説明

記録媒体の重量測定装置、重量測定方法および前記重量測定装置を含む印刷システム

【課題】記録装置と、記録媒体を記録装置に給送する給送装置との間に、記録媒体の重量を測定し、これに基づく情報を記録装置に伝えて記録内容に反映させるための重量測定装置にあって、重量測定装置に用いられるロードセルの特性上、重量測定後に重量に応じた振動の収束時間に変化がある場合にも、種々重量の記録媒体に対し正確な重量測定を可能にする。
【解決手段】ロードセルにより測定された記録媒体の重量に応じて、給送装置から給送される重量測定装置への次の記録媒体の搬送のタイミングを制御する。

【発明の詳細な説明】
【技術分野】
【0001】
本発明は、記録媒体の重量測定装置、重量測定方法および前記重量測定装置を含む印刷システムに関する。特に本発明は、記録装置に記録媒体を搬送するに先立ってその重量を測定し、その測定結果に基づく情報を記録装置による記録内容に反映させるための重量測定技術に関するものである。
【背景技術】
【0002】
記録装置に記録媒体を搬送するに先立って、その重量の測定結果に基づく情報を記録装置による記録内容に反映させる場合としては、例えば、封筒などの郵便物の重量に基づいて定められた料金をその郵便物に記録するような場合がある。このような場合に対応するべく、記録装置と、記録媒体を記録装置に給送する給送装置との間に、記録媒体の重量を測定し、これに基づく情報を記録装置に伝える重量測定装置が設けられることがある。そして、重量測定装置を構成する重量測定ユニットとしては、一般にロードセルを有するものが使用される。
【0003】
ここで、重量測定ユニットへ給送されてきた記録媒体によってロードセルに荷重がかけられた瞬間から、このロードセルに固有振動が発生する。このとき、ロードセルが発生する電気信号は減衰振動していくため、記録媒体の重量を測定する場合、重量測定ユニット上で記録媒体の搬送を停止させ、その後例えば1秒程度が経過してから、安定して正確な重量の測定信号(電気信号)を得ることができる。
【0004】
一般に物体が動いて停止すると慣性の要素から減衰振動が生じ、その減衰振動の関数の定数を決定することができる。従って、減衰振動の波形上、最初に現われる一点の最大値(ファーストピーク値)を測定すれば、この減衰振動の関数により減衰が収束する規定時間経過後の値を計算によって求めることができる(例えば特許文献1)。よって、重量測定ユニットのロードセルから出力された測定信号のファーストピーク値を知ることで、規定時間経過後の重量をほぼ正確に予測することができる。また、給送装置から給送され、重量測定ユニットに搬送された記録媒体が停止した後のファーストピーク値がある基準値を超えたか否かを判断することで、記録媒体の重量を簡易的に予測することができる。このファーストピーク値が基準値を超えたか否かを判断するモードを、ファーストピークモードと称する。

▬▬▬▬▬▬▬▬▬▬

* **依頼内容**
上にある記録媒体の重量測定装置についての文書を、最後の文の後から書き進めてください。 次の一覧は、上の文書とは別の出典から取ったものです。

* **利用できるデータ**
▬▬▬▬▬▬▬▬▬▬

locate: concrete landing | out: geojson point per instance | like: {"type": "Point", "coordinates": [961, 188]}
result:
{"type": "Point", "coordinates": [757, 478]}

▬▬▬▬▬▬▬▬▬▬

* **回答**
【0005】
しかしながら、郵便物などの記録媒体の重量は一定ではなく、種々重量のものが存在し、これらに対して連続的に測定が行われる。特にその際、重い記録媒体の後に軽い記録媒体が搬送されると、ファーストピーク値を正しく検出することができないことがある。その理由は、重い記録媒体の重量を測定する場合、ロードセルの特性上、振動が収束するまでに時間がかかるため、振動が収束する前に次の記録媒体を重量測定ユニットに搬送してしまうとその記録媒体のファーストピークを正確に検知できなくなるからである。
【0006】
図6〜図9を用いてこの問題をより詳しく説明する。
図6は、軽い記録媒体の後に重い記録媒体の重量を測定する場合の測定信号の変化を示したグラフであり、縦軸は測定信号に基づく重量(g)を、横軸は時間(ms)を表している。また、図7は、重量測定ユニットへの記録媒体の給送、重量測定ユニット上での記録媒体の停止、および重量測定後の記録装置への記録媒体の搬送の態様を説明するための図である。なお、図6では1番目の記録媒体は30g、2番目の記録媒体は130gとして表示している。
【0007】
図6の時間軸上、ゼロの時点では給送装置から搬送されてきた1番目の記録媒体が重量測定ユニット上に載せられており(図7(a)の状態)、重量測定を開始してから500ms後に重量測定が終了する(時点T401)。そこで、1番目の記録媒体が重量測定ユニットから排出され、記録装置へと搬送される。搬送方向下流側に設けられたセンサ302により1番目の記録媒体の後端が検知されると(時点T402)、2番目の記録媒体の給送が行われ、搬送方向上流側に設けられたセンサ303によってその先端が検出される(時点T403、図7(b)の状態)。そして、重量測定ユニット上での記録媒体の搬送が行われ、センサ303により2番目の記録媒体の後端が検知されると(時点T404)、搬送を停止して2番目の記録媒体の重量測定が開始される(時点T405、図7(c)の状態)。
【0008】
図8は、重い記録媒体の後に軽い記録媒体の重量を測定する場合の測定信号の変化を示したグラフであり、縦軸は測定信号に基づく重量(g)を、横軸は時間(ms)を表している。また、図9は、重量測定ユニットへの記録媒体の給送、重量測定ユニット上での記録媒体の停止、および重量測定後の記録装置への記録媒体の搬送の態様を説明するための図である。なお、図8では1番目の記録媒体は30g、2番目の記録媒体は130gとして表示している。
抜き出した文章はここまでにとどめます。